[GIVEN INSTRUCTION] Which lines in the items below contain the string "uniform"? Show each of them in full.

[INFORMATION SHOWN]
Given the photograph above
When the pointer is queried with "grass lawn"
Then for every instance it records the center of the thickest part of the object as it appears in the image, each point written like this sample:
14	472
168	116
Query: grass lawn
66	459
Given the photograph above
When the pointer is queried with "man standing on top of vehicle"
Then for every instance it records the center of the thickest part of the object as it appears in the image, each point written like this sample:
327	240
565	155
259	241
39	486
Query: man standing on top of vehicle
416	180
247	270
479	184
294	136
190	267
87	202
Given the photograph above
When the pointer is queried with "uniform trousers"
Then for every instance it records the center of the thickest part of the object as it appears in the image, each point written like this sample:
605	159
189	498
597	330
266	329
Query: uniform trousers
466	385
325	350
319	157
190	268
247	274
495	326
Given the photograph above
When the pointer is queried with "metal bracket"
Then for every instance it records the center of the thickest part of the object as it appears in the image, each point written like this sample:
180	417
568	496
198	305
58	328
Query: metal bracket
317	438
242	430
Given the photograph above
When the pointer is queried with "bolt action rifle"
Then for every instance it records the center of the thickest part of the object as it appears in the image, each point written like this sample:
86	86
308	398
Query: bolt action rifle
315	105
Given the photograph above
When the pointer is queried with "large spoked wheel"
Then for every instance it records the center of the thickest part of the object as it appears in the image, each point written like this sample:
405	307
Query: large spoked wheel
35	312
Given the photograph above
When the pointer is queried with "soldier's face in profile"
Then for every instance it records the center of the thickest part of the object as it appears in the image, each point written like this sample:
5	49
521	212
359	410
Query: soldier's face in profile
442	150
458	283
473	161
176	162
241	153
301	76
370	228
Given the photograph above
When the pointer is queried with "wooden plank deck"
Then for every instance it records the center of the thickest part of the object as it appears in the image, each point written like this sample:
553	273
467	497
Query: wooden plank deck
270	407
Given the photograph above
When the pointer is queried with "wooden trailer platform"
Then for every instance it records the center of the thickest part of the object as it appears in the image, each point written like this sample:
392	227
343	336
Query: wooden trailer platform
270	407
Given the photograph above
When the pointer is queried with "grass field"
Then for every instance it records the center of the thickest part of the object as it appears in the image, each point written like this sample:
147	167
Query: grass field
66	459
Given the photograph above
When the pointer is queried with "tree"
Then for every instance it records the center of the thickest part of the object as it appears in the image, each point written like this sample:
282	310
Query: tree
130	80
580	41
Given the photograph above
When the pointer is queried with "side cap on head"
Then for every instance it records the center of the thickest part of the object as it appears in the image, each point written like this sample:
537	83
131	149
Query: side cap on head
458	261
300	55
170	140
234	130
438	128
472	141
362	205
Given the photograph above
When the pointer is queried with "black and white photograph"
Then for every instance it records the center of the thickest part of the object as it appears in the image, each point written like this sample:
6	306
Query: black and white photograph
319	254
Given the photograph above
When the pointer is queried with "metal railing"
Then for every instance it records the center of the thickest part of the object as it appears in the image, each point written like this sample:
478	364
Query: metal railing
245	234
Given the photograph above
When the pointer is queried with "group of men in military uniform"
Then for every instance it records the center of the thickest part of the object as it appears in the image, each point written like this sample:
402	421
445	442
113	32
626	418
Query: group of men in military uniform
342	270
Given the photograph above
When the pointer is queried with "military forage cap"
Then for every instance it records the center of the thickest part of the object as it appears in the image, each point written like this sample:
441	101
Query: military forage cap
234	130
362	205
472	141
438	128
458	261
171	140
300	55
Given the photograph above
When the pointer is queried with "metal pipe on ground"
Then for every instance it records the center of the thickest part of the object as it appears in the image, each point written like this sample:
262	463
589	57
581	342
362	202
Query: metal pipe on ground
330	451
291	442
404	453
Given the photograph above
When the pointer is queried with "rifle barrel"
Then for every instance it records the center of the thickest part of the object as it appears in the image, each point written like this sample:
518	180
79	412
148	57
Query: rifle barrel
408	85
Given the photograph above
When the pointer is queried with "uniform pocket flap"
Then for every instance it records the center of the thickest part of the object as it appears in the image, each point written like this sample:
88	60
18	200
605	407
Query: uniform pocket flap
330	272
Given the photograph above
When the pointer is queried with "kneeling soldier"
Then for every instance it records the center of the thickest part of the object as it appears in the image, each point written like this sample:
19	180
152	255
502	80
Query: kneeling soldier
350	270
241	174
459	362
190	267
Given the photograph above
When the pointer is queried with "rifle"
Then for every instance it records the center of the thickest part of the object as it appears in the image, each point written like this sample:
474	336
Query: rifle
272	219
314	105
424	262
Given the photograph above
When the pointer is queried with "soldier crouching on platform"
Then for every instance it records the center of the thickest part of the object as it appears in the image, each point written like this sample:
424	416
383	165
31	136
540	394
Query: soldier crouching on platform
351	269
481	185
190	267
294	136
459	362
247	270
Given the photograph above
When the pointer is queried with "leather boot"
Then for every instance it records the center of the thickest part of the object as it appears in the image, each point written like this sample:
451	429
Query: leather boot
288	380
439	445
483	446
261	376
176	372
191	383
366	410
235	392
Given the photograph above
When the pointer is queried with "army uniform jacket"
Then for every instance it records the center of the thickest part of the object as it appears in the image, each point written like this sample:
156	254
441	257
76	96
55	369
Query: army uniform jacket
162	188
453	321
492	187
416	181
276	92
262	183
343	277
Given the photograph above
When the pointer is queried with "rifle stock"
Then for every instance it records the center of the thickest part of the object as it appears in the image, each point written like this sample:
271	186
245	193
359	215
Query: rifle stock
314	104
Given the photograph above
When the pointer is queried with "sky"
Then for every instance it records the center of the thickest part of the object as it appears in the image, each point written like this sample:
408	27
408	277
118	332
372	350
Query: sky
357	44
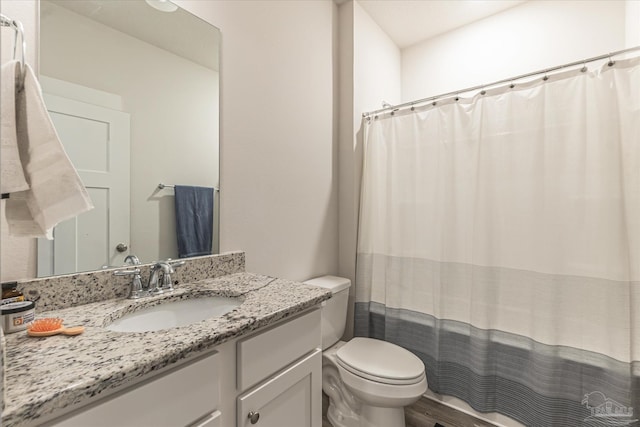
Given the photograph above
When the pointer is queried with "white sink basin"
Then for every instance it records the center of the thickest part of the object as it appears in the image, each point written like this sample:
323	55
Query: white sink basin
173	314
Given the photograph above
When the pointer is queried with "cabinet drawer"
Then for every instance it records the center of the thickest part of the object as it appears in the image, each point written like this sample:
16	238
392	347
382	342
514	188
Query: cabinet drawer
267	352
176	398
211	420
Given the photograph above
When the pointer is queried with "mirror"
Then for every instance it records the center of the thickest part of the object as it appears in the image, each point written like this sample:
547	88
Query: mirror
133	93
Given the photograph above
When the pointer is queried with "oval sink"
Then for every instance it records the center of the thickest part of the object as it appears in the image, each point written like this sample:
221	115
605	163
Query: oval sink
173	314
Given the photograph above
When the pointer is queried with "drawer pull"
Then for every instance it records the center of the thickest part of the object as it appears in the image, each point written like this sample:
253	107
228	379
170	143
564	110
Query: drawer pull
254	417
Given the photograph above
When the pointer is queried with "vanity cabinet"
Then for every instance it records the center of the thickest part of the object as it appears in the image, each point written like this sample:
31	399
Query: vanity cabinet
272	377
184	396
291	398
289	363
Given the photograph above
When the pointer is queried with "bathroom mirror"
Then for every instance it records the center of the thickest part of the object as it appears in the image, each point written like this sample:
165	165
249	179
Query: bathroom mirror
132	87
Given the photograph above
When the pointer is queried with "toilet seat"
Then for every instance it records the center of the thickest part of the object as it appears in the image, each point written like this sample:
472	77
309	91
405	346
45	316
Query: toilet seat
380	361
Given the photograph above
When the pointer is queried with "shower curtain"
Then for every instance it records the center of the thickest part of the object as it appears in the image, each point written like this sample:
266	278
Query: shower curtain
499	240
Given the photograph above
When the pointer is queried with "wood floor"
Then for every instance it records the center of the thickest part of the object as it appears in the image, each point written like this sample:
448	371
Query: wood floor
425	413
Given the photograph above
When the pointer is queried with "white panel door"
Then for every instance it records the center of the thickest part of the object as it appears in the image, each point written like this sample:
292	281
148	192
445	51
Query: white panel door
96	140
292	398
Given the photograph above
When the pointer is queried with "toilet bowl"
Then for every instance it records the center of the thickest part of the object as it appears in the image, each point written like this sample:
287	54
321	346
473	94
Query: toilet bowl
368	381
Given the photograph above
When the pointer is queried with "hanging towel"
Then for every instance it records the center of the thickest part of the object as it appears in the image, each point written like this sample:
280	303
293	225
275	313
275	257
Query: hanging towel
56	192
11	174
194	220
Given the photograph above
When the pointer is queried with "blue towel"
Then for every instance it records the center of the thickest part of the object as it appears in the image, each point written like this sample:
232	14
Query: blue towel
194	220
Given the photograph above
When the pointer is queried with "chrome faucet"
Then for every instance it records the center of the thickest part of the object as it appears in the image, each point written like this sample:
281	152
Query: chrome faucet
137	290
166	269
132	260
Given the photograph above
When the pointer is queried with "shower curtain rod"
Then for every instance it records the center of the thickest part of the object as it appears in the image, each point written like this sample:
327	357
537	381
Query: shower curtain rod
396	107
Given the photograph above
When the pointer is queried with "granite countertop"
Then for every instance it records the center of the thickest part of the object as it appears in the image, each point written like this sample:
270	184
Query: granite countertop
45	375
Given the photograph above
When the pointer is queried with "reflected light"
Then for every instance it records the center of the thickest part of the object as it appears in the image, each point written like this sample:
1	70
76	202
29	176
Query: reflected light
162	5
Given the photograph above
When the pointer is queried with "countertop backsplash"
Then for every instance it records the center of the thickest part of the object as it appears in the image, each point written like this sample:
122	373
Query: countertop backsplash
58	292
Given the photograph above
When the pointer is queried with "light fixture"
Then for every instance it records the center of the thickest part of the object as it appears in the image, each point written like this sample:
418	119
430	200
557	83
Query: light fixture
162	5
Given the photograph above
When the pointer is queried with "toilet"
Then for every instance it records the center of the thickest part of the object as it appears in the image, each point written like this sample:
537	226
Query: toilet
368	381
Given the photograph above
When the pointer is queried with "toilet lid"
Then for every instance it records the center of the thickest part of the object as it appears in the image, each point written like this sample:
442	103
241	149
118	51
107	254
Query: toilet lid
380	361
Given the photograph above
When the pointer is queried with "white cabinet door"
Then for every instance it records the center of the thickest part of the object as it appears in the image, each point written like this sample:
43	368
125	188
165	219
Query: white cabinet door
174	399
291	398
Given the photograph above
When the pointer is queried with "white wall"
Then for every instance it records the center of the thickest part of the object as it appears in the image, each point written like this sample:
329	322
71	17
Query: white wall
526	38
17	255
279	157
369	73
174	144
279	161
632	27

[WORKED ANSWER]
When the pointer is queried with "uniform trousers"
Query: uniform trousers
When the pointer is queried with "group of men in military uniform"
Query: group of men in military uniform
When the pointer is queried with "uniform pocket flap"
Query: uniform pocket flap
When the pointer is queried with "army uniform jacket"
Query: army uniform jacket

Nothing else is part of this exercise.